WHAT YOU WILL DO — Scan the data. Collect each line that contains the word "plant".

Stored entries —
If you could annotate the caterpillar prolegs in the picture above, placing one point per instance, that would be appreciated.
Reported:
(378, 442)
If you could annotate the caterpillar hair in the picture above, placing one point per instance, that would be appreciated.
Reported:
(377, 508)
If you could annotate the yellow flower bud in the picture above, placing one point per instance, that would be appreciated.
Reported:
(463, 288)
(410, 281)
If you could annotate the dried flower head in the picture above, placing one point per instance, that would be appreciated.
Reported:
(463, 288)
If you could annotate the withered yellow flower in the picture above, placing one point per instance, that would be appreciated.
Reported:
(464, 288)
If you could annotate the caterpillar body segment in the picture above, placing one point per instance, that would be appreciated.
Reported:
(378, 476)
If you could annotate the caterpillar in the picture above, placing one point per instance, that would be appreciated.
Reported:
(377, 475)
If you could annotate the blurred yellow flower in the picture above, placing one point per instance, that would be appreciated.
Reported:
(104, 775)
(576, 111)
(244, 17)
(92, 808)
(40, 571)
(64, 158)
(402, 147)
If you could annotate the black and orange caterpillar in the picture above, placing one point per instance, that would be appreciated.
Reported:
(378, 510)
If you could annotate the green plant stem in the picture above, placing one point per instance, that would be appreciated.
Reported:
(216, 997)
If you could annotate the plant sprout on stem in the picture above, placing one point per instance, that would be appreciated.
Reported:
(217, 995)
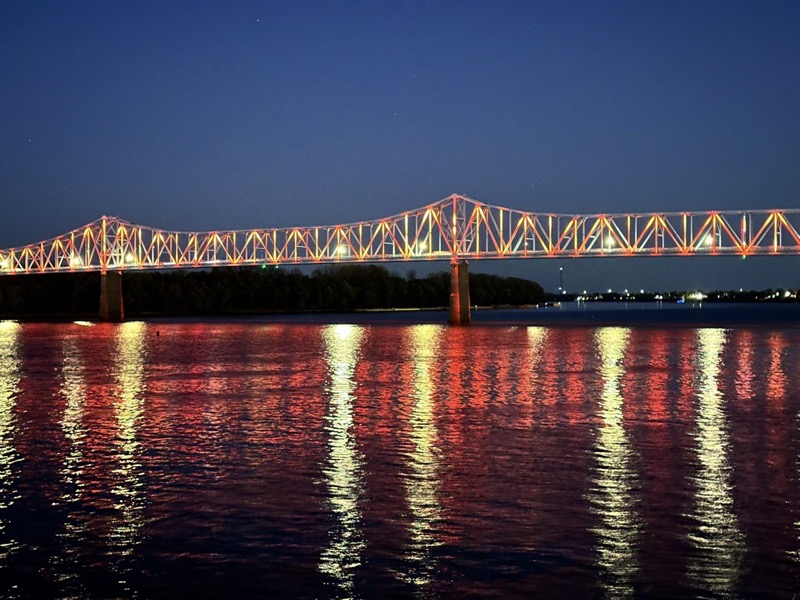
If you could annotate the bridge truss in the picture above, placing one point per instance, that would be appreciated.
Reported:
(456, 227)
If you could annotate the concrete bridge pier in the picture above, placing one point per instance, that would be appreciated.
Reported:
(111, 308)
(459, 293)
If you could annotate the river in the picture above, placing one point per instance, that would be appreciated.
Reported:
(270, 458)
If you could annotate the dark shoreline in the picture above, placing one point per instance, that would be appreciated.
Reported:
(640, 314)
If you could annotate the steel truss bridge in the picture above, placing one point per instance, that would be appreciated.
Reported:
(455, 228)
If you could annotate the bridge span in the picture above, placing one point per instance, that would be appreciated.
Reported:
(457, 229)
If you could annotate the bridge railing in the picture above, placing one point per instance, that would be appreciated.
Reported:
(455, 227)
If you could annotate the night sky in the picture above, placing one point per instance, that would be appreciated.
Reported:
(220, 115)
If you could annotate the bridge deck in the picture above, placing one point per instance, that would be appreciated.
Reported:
(456, 227)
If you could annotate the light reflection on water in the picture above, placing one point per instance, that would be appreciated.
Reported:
(128, 490)
(343, 473)
(716, 535)
(73, 535)
(404, 460)
(422, 482)
(615, 480)
(9, 388)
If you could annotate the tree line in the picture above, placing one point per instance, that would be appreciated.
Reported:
(253, 290)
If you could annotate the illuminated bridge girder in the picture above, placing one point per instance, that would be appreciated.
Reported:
(456, 227)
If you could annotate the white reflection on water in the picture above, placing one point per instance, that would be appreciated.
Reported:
(343, 473)
(716, 536)
(73, 388)
(615, 481)
(9, 388)
(128, 490)
(422, 483)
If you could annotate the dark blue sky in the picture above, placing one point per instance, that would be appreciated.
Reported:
(214, 115)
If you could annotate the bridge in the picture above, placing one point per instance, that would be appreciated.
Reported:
(457, 229)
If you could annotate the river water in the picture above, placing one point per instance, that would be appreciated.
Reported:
(274, 459)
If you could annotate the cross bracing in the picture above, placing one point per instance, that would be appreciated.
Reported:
(456, 227)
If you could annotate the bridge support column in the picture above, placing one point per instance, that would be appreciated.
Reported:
(111, 308)
(459, 293)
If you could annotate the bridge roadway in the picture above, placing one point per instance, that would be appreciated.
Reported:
(457, 229)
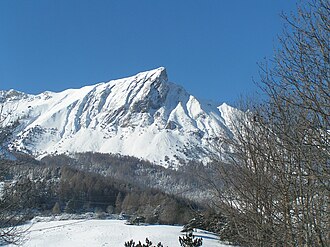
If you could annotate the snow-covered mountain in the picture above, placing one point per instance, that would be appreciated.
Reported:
(145, 116)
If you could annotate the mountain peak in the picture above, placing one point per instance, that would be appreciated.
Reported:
(143, 116)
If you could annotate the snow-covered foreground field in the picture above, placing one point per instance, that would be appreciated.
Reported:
(114, 233)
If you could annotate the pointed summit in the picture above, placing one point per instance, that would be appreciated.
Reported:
(143, 115)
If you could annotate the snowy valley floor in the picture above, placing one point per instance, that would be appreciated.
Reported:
(112, 233)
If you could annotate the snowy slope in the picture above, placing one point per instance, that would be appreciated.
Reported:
(145, 116)
(112, 233)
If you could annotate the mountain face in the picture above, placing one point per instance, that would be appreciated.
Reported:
(145, 116)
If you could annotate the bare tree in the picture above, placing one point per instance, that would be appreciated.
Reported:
(276, 179)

SOLUTION —
If you could annotate the green plant stem in the picture above, placing one point per instance, that would be appreciated.
If you could annotate the plant sprout on stem in the picture above, placing one point per instance, that would be appreciated.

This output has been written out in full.